Jobs »
1. Transcribe the propeller optimization post from "I would expect some" up to and including "a net benefit.".
2. Rewrite the paragraph of the propeller optimization post that begins "I would expect some similar effect for propellers" as a short bulleted list that keeps its main facts.
3. According to the propeller optimization post, why could increasing a propeller's taper allow a higher aspect ratio? Answer in one to three sentences.

Source passage »
● ● ● ●

[hpv-boats] Propeller optimization

[Peter Raymond]

I have the book "Fluid-Dynamic Drag" by S. F. Hoerner that has a ton of
interesting information in it.  One of the charts shows induced drag for
trapezoidal wings with different ratios of root to tip cord.  I used this to
look at minimizing induced drag for a given amount of sail area and
overturning moment for a sail boat.  As I recall, for a given aspect ratio,
minimum induced drag comes with the tip cord at 1/3 of the base cord.
However, on a sailboat you are limited by stability, so induced drag vs
overturning moment is important, not induced drag vs aspect ratio.

What I found was that by increasing the sail cord at the base and reducing
it at the tip I could increase the aspect ratio of the sail and for the same
overturning moment the net induced drag dropped.

I would expect some similar effect for propellers, although significantly
more complicated.  In a propeller the aspect ratio is limited by material
properties.  If you increase the taper of the propeller the base of the
blade gets wider and thicker and so stronger and stiffer.  This might not be
the most efficient shape for a given aspect ratio, but it might let you run
significantly higher aspect ratio and I would expect the higher aspect ratio
to give a net benefit.

Unfortunately, you could make it more complicated still by including the
thickness ratio in the optimization.  For a given propeller design there is
an optimum thickness ratio, but using one thicker than optimum would give
more strength and stiffness and support a higher aspect ratio.  Even load
distribution could be optimized this way.  Increasing the loading at the
roots reduces the stress on the blade and allows a higher aspect ratio.

I wouldn't want to try to write the code to optimize all of the variables,
but it does seem some improvement could be made by changes that would
improve the  mechanical/strength efficiency of the design.

Peter Raymond

● ● ● ●

Available data »
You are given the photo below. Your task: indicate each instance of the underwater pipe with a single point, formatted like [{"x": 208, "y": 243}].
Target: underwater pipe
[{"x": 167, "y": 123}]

● ● ● ●

The solutions »
1.
I would expect some similar effect for propellers, although significantly
more complicated.  In a propeller the aspect ratio is limited by material
properties.  If you increase the taper of the propeller the base of the
blade gets wider and thicker and so stronger and stiffer.  This might not be
the most efficient shape for a given aspect ratio, but it might let you run
significantly higher aspect ratio and I would expect the higher aspect ratio
to give a net benefit.

2.
- A similar effect is expected for propellers, though it is much more complicated.
- Propeller aspect ratio is limited by material properties.
- More taper makes the blade base wider and thicker, so it is stronger and stiffer.
- That shape may not be the most efficient for a given aspect ratio, but it could allow a much higher aspect ratio, which is expected to give a net benefit.

3. A propeller's aspect ratio is limited by material properties. Increasing the taper makes the base of the blade wider and thicker, and therefore stronger and stiffer, which could let the propeller run a significantly higher aspect ratio.